● **Assignment**
Transcribe all the entries word for word, skipping the pictures.

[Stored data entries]
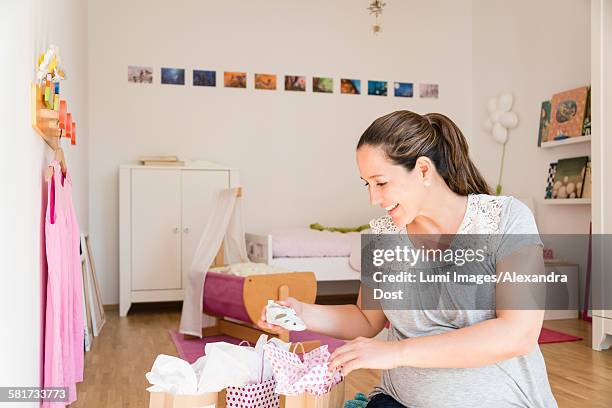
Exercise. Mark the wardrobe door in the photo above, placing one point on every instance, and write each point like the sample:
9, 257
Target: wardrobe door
200, 189
156, 221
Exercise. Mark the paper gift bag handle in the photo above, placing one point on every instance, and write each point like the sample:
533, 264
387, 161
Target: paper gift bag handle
296, 344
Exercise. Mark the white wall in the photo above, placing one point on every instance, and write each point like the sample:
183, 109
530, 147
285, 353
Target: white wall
26, 29
295, 151
519, 46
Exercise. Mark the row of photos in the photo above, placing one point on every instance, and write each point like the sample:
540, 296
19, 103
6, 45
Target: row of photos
176, 76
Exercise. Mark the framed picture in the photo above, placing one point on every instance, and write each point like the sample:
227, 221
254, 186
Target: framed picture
378, 88
428, 90
173, 76
544, 122
567, 113
142, 75
323, 85
234, 79
569, 177
204, 78
295, 83
404, 89
350, 86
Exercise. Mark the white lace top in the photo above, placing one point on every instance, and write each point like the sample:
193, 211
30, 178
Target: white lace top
516, 382
482, 216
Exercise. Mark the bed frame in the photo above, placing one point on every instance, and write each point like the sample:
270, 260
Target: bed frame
256, 290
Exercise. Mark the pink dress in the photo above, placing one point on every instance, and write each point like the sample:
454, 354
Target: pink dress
64, 327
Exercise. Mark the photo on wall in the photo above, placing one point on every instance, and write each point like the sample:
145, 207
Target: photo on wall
322, 85
234, 79
567, 112
544, 122
204, 78
350, 86
569, 177
404, 89
173, 76
295, 83
265, 81
428, 90
140, 75
378, 88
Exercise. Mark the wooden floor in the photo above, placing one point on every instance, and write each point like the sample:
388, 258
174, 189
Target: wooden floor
126, 348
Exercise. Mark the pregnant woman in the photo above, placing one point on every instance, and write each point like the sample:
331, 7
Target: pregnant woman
418, 169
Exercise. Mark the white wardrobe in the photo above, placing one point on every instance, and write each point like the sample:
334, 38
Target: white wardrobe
163, 212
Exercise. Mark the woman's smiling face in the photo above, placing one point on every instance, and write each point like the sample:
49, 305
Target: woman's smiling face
399, 191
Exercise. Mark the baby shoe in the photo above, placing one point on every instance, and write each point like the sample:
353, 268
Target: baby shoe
283, 316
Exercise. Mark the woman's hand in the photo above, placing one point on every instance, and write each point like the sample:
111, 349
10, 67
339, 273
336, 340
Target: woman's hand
292, 303
366, 353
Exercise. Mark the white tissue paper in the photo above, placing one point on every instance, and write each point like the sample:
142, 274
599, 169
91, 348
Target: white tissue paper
173, 375
231, 365
224, 365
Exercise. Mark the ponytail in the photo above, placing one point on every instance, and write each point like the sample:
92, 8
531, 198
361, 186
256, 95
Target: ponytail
457, 168
405, 136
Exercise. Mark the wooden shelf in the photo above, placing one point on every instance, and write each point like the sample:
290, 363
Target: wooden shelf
568, 141
567, 201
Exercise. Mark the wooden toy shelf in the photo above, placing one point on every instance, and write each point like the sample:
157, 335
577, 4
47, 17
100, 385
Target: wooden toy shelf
48, 123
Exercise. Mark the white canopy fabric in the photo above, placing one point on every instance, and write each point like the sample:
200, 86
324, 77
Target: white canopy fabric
224, 225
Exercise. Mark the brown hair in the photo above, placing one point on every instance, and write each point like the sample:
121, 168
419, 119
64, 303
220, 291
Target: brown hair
405, 136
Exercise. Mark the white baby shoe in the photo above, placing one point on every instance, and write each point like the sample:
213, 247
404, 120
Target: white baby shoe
283, 316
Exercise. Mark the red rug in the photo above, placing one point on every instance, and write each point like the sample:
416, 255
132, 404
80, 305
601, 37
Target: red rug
552, 336
191, 350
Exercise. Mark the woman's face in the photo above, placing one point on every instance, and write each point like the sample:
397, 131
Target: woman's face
399, 191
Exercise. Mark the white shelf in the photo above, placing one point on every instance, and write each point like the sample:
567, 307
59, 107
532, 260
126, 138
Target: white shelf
567, 201
569, 140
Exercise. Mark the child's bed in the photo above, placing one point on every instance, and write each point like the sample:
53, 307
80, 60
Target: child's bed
326, 253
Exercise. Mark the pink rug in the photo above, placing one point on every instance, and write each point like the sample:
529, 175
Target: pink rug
552, 336
191, 350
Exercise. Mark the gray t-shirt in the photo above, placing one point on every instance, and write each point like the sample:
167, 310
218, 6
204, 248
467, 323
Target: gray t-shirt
517, 382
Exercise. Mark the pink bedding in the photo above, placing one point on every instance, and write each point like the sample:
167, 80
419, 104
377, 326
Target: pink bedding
306, 242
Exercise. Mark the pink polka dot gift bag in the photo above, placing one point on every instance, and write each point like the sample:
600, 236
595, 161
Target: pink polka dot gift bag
258, 395
305, 383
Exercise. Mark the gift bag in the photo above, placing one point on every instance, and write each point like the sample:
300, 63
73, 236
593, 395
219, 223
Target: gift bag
168, 400
334, 398
307, 383
261, 394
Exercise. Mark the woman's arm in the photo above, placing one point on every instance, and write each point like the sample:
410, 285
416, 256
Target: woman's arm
341, 321
510, 334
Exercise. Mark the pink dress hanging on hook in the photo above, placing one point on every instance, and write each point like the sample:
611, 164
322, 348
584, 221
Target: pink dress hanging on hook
64, 327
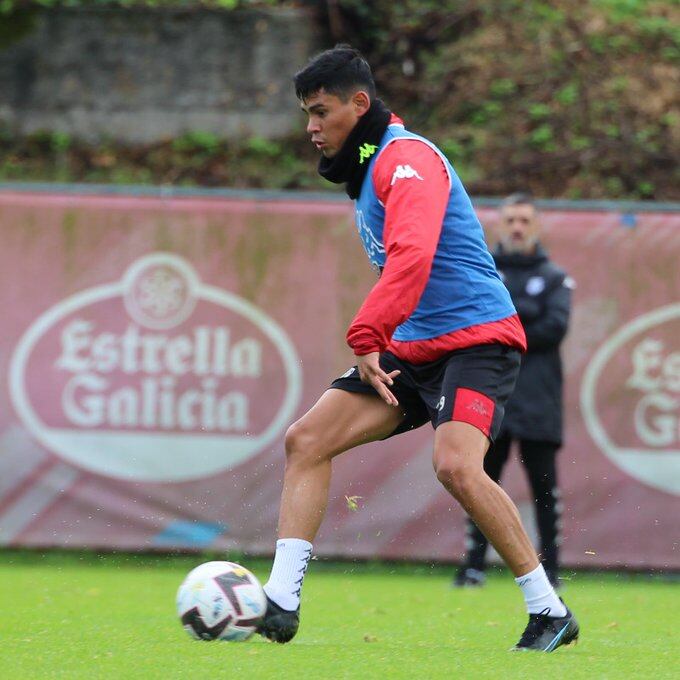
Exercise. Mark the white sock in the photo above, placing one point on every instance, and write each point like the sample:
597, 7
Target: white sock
288, 571
539, 594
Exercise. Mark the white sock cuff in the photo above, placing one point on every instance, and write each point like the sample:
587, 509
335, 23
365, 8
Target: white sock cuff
288, 572
536, 576
293, 544
539, 594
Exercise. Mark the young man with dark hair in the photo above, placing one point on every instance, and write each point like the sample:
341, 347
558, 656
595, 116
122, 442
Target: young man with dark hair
437, 339
541, 293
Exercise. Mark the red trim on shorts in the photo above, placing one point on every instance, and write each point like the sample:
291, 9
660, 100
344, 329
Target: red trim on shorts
474, 408
508, 331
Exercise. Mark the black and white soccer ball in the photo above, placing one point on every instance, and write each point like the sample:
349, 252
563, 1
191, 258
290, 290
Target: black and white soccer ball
220, 601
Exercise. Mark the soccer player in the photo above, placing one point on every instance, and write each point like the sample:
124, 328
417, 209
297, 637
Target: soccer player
437, 339
541, 293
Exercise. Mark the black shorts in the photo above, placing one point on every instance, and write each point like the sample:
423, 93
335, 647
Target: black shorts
469, 385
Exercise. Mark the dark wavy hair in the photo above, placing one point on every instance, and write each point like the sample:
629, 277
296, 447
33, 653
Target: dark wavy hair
340, 71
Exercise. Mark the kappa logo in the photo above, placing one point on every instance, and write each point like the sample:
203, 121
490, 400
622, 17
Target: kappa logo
366, 150
404, 172
478, 406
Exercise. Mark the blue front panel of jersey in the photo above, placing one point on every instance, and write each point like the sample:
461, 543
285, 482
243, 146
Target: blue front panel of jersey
464, 288
369, 216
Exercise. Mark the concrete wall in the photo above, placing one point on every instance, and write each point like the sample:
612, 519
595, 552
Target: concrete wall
142, 75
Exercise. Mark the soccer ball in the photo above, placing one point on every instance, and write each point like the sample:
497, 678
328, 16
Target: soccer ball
220, 601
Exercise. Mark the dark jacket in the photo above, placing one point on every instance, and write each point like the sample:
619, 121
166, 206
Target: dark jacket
541, 292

● **Task response**
Exercise. Mark the wardrobe door in the photo above, placing one point on every instance, and write each point like the sample:
9, 257
Target: wardrobe door
200, 189
156, 221
Exercise. Mark the paper gift bag handle in the photo above, placing one point on every instance, and write each point like the sample:
533, 264
387, 161
Target: paper gift bag handle
296, 344
Exercise. Mark the white wall in the photo above, placing one point on every instance, and write each point like the sample:
183, 109
530, 147
285, 353
Target: white wall
26, 29
295, 151
519, 46
Exercise. Mark the row of photos in the photo above, placing one point on every instance, and write each point like the sample:
540, 296
19, 103
6, 45
Target: row of photos
176, 76
Exercise. Mark the framed picture in the photo above, placing one point on every instance, and write each point like the sample:
227, 221
254, 186
Target: framed picture
378, 88
428, 90
173, 76
544, 122
567, 113
142, 75
323, 85
234, 79
569, 177
204, 78
295, 83
404, 89
350, 86
Exercise. Mark the white lace top in the photo above, placing one point on every instance, and write each point like the sample:
193, 211
30, 178
Target: white lace top
516, 382
482, 216
Exercise. Mark the bed frame in the photo above, placing one point on every instance, and write each point like the sample:
270, 260
Target: bed frame
256, 290
Exercise. Mark the pink dress in the photo above, placing one point on every instance, and write each point like the sample:
454, 354
Target: pink dress
64, 327
Exercise. Mark the photo on wall in the photo above, placing one point on every instance, and write each point like the sample:
145, 207
Target: photo on wall
322, 85
234, 79
567, 112
544, 122
204, 78
350, 86
569, 177
404, 89
173, 76
295, 83
265, 81
428, 90
140, 75
378, 88
Exercise. Mark the wooden floor in the photo above, placing one point on every instance, and write each point like the sample:
388, 258
174, 189
Target: wooden floor
126, 348
Exercise. Mark the pregnant woman in the photo above, placing one point on every instance, and write each point like the sample:
331, 7
Target: pregnant woman
418, 169
Exercise. Mark the white wardrobe in the photo above, placing one point on every instance, and write each point like the sample:
334, 38
Target: white wardrobe
163, 212
Exercise. Mark the woman's smiling face in the photo above, placing one point on every instance, and write each point like the sample:
49, 305
Target: woman's smiling face
399, 191
Exercise. Mark the baby shoe in the photo above, placing one point on every instance, and write each point like the sample:
353, 268
Target: baby shoe
283, 316
Exercise. Mark the woman's hand in the photo above, placing one point on every instance, and write each point like the sample:
111, 349
10, 67
339, 273
336, 340
Target: woman's hand
292, 303
366, 353
Exercise. Mark the white tissue paper in the photo above, placing one point on every instance, and write each point like the sample:
142, 274
599, 169
91, 348
Target: white tissue paper
173, 375
231, 365
224, 365
Exercise. Mark the ponytail in the photo above, placing one point on every instance, and write each point like the sample:
92, 8
531, 198
361, 186
256, 95
Target: ponytail
457, 168
405, 136
Exercise. Mark the wooden shelf in the photo above, placing one point on every instance, and write each point like the sample:
290, 363
Target: wooden shelf
568, 141
567, 201
Exercise. Mark the wooden toy shelf in the photo above, placing one point on every instance, and write each point like the sample:
157, 335
577, 4
47, 17
100, 385
Target: wooden toy shelf
48, 123
Exercise. Mark the white canopy fabric in the photo above, placing one point on every instance, and write each point like the sample:
200, 86
324, 77
Target: white canopy fabric
224, 225
Exercise. Mark the brown hair in the photo above, placing one point on every instance, and write each point like the sample:
121, 168
419, 119
64, 303
220, 291
Target: brown hair
405, 136
Exercise. Mark the white baby shoe in the photo above, placing one point on every instance, and write each point like the sample:
213, 247
404, 120
Target: white baby shoe
283, 316
Exercise. Mark the red rug in the photo above, placing one point on every instance, and write each point like the sample:
416, 255
132, 404
80, 305
601, 37
Target: red rug
552, 336
191, 350
Exercise. Mark the woman's face in the photo above, placing one point on every instance, and write each point like the sample:
397, 131
Target: woman's face
399, 191
Exercise. Mark the white shelf in the photo above, placing one point on every instance, and write each point like the sample:
567, 307
59, 107
532, 260
126, 138
Target: white shelf
567, 201
569, 140
Exercise. Mark the child's bed in the photo above, placing one point on every instance, and write each point like the sample:
53, 307
80, 60
Target: child's bed
326, 253
Exercise. Mark the pink rug in the photo above, placing one point on every instance, and write each point like the sample:
529, 175
Target: pink rug
552, 336
191, 350
Exercise. Mark the gray t-shirt in the photo above, placing one point on every instance, and write each point like the sample:
167, 310
218, 6
204, 248
467, 323
Target: gray t-shirt
517, 382
Exercise. Mark the pink bedding in the photo above, placing one point on every instance, and write each point like the sample:
167, 80
419, 104
377, 326
Target: pink bedding
306, 242
Exercise. Mark the pink polka dot gift bag in the photo above, placing one point on every instance, and write each point like the sample:
600, 236
595, 161
Target: pink polka dot gift bag
258, 395
305, 383
Exercise. Mark the gift bag in the photo above, placing one point on every instance, and write each point like the sample:
300, 63
73, 236
593, 395
219, 223
Target: gift bag
168, 400
334, 398
307, 383
261, 394
Exercise. Mark the woman's arm in the photo above, placing one point on every instance, and write each point like the sample:
410, 285
416, 256
Target: woman's arm
341, 321
510, 334
Exercise. Mark the pink dress hanging on hook in the photo above, placing one point on every instance, and write each point like the sample:
611, 164
322, 348
584, 221
Target: pink dress hanging on hook
64, 327
Exercise. Mark the white sock in the photo above, placing one point on every instance, and write each point like the sample:
597, 7
Target: white sock
288, 571
539, 594
Exercise. Mark the white sock cuff in the photo above, placing one point on every instance, and write each point like the sample:
587, 509
335, 23
365, 8
Target: white sock cuff
288, 572
536, 576
293, 544
539, 594
Exercise. Mark the young man with dark hair in the photo above, placing one point on every instance, and write each point like the sample:
341, 347
558, 656
595, 116
122, 442
Target: young man with dark hair
437, 339
541, 293
Exercise. Mark the red trim on shorts in the photo above, placing one point on every instance, and write each point like the sample:
291, 9
660, 100
344, 329
Target: red trim on shorts
474, 408
508, 331
Exercise. Mark the black and white soccer ball in the photo above, placing one point on every instance, and write each point like the sample:
349, 252
563, 1
191, 258
290, 290
Target: black and white soccer ball
220, 601
Exercise. Mark the soccer player in the photo above, placing one point on every instance, and write each point like the sample:
124, 328
417, 209
297, 637
Target: soccer player
437, 339
541, 293
Exercise. Mark the black shorts in the photo above, placing one point on every instance, and write each point like the sample:
423, 93
335, 647
Target: black shorts
469, 385
Exercise. Mark the dark wavy hair in the photo above, placing one point on every instance, and write each point like the sample:
629, 277
296, 447
33, 653
Target: dark wavy hair
340, 71
Exercise. Mark the kappa logo in the photo above, placing one point on every instance, and write each point like the sample:
203, 121
490, 400
622, 17
Target: kappa logo
366, 150
404, 172
478, 406
Exercise. Mark the blue front panel of jersey in the photo above, placing one point on every instance, and write each point like the sample:
461, 543
285, 482
243, 146
Target: blue front panel of jersey
464, 288
369, 216
Exercise. Mark the concrete wall in the photo above, placing one point on every instance, and write each point like the sample:
612, 519
595, 552
Target: concrete wall
142, 75
Exercise. Mark the soccer ball in the photo above, placing one point on every instance, and write each point like the sample:
497, 678
328, 16
Target: soccer ball
220, 601
Exercise. Mark the dark jacket in the photo above, placing one point on every instance, and write each point like the sample:
619, 121
166, 206
Target: dark jacket
541, 292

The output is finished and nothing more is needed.